Exercise passage START

Perhaps not particularly related to the topic, but various services/platforms seem to be using “shortening” or some other form of substitution, sometimes lengthening… apparently for the purpose of controlling access to links posted as a form of “safeguard”, to “protect” platform members from “inappropriate” or potentially “dangerous” content that might lead to wrong think. or “misleading” news articles and no doubt for tracking and advertising purposes, data collection etc.
Generally, these “redirects” have no content of their own, so I’m not sure what YaCy might want to index anyway, but Google seems to sometimes, if not often or always, displays a website within a frame of some sort so the URL in the nav bar is actually something like https-googles-url-long-string-of-gibberish-:http:-actual-website-url-more-jibberish…
This extended or bracketed, or frame encapsuled url is another case.
I’ve often had to strip off the surrounding garbage when trying to copy/paste links to a forum so as to bypass Google’s apparent tracking/highjacking of or whatever one wishes to call it, links posted, which may subsequently spread like a virus as people share the link to some news story or whatever.
There again, I’m not sure Google’s “frame” or whatever it is bracketing the actual url has any REAL content to index.
This sort of link hijacking/redirection/tracking seems to be getting more and more prevalant whether it involves apparent shortening or lengthening of the actual url.
I personally have been infuriated when I post a link to share, then go back and find that twitter/facebook/youtube/google/whomever has programmatically inserted some link that is not the link I posted but some filter or redirection or tracking.
So, I guess the question is, how should, or how might, or how does YaCy handle such links.
I’m also curious.
I know there are services like tinyurl that may be in a different category, that people intentionally use, for one reason or another. Again, though, not THE REAL url to the actual resource.
I tend to think of all such url impostering as just so much garbage and internet congestion blocking the free flow of information and should probably just be stripped away and discarded if possible.

Exercise passage END
Data section START

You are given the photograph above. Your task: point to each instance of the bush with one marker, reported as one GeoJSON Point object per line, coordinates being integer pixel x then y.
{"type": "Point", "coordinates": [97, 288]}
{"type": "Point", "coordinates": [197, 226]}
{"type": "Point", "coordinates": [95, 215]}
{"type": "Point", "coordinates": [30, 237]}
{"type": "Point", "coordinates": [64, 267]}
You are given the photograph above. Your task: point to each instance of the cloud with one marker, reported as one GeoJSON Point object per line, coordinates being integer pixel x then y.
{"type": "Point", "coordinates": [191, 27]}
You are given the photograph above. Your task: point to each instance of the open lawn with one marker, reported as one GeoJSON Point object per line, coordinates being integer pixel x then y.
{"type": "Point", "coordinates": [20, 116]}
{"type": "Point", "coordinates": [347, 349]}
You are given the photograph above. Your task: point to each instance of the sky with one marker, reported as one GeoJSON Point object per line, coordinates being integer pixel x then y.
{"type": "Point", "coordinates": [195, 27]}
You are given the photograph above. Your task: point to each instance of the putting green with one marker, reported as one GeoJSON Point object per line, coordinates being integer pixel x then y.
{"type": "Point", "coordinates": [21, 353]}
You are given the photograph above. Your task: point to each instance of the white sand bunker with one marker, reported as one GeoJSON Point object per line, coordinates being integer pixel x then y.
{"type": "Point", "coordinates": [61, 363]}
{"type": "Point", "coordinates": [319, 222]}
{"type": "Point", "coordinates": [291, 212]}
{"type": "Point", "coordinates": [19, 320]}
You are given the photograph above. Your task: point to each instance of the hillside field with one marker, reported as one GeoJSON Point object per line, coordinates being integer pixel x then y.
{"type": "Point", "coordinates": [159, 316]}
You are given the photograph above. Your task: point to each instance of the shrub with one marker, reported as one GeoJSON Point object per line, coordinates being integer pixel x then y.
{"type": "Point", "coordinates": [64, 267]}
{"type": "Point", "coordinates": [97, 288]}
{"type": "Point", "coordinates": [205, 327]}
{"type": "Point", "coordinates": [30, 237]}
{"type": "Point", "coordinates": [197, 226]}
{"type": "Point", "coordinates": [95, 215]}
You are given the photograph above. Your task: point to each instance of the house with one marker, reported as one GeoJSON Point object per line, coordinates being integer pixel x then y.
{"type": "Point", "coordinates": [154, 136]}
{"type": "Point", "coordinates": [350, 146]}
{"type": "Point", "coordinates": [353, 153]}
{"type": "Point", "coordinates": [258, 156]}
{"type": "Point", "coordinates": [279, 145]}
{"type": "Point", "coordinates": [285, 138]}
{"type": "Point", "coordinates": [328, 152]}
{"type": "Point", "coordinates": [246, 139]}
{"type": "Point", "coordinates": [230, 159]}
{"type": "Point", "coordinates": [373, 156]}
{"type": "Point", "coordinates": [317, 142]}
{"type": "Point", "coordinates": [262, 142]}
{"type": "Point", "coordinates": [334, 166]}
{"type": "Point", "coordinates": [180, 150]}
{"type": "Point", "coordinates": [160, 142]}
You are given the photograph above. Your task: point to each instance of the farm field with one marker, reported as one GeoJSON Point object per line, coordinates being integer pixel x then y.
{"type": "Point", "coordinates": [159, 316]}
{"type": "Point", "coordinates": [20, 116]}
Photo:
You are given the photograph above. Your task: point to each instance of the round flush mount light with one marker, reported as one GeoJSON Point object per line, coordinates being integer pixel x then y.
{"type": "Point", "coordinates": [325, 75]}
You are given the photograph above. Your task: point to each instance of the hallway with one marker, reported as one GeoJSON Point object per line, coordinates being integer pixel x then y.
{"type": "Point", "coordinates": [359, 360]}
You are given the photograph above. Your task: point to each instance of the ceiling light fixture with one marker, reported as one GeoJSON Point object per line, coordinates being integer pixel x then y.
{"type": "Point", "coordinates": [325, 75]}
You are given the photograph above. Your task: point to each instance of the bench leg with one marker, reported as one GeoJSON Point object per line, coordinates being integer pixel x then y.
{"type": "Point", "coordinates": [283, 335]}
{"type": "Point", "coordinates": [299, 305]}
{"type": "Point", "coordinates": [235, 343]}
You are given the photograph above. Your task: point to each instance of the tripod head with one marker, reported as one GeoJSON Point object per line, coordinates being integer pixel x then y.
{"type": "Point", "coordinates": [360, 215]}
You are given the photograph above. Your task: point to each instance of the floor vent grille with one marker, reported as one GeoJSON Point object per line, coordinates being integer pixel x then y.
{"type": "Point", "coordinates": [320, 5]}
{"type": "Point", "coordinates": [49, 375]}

Data section END

▶ _Your objective_:
Answer these questions about the forum post on link redirection.
1. According to the post, within what does Google sometimes display a website?
2. Which platforms are named as having inserted a link other than the one the writer posted?
3. What service is given as an example of one that people use intentionally?

▶ _Solution_:
1. Within a frame of some sort.
2. Twitter, Facebook, YouTube, and Google.
3. TinyURL.